• [EXERCISE OBJECTIVE] Reproduce every one of the entries below word for word.

• [RECORDS FOR PROCESSING]

══════

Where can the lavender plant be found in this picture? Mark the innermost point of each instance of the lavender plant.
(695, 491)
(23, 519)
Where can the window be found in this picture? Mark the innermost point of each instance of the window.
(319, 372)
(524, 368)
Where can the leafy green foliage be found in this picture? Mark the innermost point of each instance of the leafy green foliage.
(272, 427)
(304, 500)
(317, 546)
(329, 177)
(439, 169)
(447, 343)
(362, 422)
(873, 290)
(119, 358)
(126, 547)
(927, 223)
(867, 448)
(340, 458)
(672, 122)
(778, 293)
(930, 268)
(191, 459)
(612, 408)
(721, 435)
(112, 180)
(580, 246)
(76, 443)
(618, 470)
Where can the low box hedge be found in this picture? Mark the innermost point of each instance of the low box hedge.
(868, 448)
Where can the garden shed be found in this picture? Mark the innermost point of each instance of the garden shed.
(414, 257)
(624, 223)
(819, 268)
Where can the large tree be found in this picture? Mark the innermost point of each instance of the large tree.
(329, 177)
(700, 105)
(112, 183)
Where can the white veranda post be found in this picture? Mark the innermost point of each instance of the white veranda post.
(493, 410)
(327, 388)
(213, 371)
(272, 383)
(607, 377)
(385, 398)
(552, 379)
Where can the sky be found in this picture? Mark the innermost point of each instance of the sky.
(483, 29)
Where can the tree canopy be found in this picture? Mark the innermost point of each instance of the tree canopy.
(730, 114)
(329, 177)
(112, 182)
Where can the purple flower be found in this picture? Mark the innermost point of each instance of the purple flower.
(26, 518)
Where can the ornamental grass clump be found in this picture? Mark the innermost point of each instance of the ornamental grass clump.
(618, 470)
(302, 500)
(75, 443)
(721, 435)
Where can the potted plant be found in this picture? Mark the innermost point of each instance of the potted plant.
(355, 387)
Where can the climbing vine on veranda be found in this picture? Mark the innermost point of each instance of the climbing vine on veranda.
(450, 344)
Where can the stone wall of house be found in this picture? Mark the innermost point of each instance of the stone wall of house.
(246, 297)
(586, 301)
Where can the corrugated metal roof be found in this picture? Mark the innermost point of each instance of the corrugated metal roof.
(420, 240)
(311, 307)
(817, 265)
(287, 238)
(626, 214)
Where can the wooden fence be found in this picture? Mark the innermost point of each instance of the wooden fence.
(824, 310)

══════

• [RESPONSE BELOW]
Where can the lavender plant be found in this picture? Mark the innermost point of each instance of the lavender plant.
(695, 491)
(23, 519)
Where can the window be found in this picture? Mark the innermost point of each instance of the window.
(319, 372)
(524, 368)
Where can the leafy green foliage be found in this picture? Mark the innermost point of each instance of the leafy green foliage.
(272, 427)
(304, 500)
(317, 546)
(329, 177)
(439, 169)
(447, 343)
(362, 422)
(873, 290)
(119, 358)
(126, 547)
(927, 223)
(867, 448)
(340, 458)
(672, 122)
(778, 293)
(930, 268)
(191, 459)
(612, 408)
(721, 435)
(112, 180)
(580, 246)
(76, 443)
(618, 470)
Where can the low box hedge be found in this picture? Mark the innermost point of each instance of the low box hedge.
(868, 448)
Where can the garden shed be found in this picture? Mark the innermost point of each instance of the garden shed.
(414, 257)
(624, 223)
(819, 268)
Where can the large tree be found in this picture? Mark the innermost point of each instance of the large tree.
(329, 177)
(700, 105)
(112, 183)
Where can the white veranda post be found in this picture? Mark the innermost point of each instance of the white veranda post.
(493, 410)
(327, 388)
(213, 371)
(272, 383)
(607, 377)
(385, 398)
(552, 379)
Where can the sky be found in this picture? Mark the innermost point of each instance of the sky.
(483, 29)
Where can the tree canopy be found in this picture? Mark the innermost point of each instance of the tree canopy.
(730, 114)
(329, 177)
(112, 182)
Where can the purple flower be found in this picture? Mark the innermost point of each instance of the purple flower.
(26, 518)
Where can the ornamental grass clump be found in this picture? Mark the innermost point of each instance of the ornamental grass clump.
(618, 470)
(302, 500)
(75, 443)
(721, 435)
Where can the potted plant be found in this picture? Mark the innermost point of each instance of the potted plant.
(355, 387)
Where can the climbing vine on veranda be found in this picture? Mark the innermost point of each instance of the climbing vine on veranda.
(450, 344)
Where can the stone wall of house be found in this picture? Mark the innermost point of each instance of the stone wall of house.
(246, 297)
(586, 301)
Where can the corrugated metal roof be found in this picture? Mark the innermost point of each instance of the corrugated metal roof.
(420, 240)
(311, 307)
(817, 265)
(287, 238)
(626, 214)
Where can the wooden fence be found in this picture? Mark the innermost point of each instance of the wooden fence.
(824, 310)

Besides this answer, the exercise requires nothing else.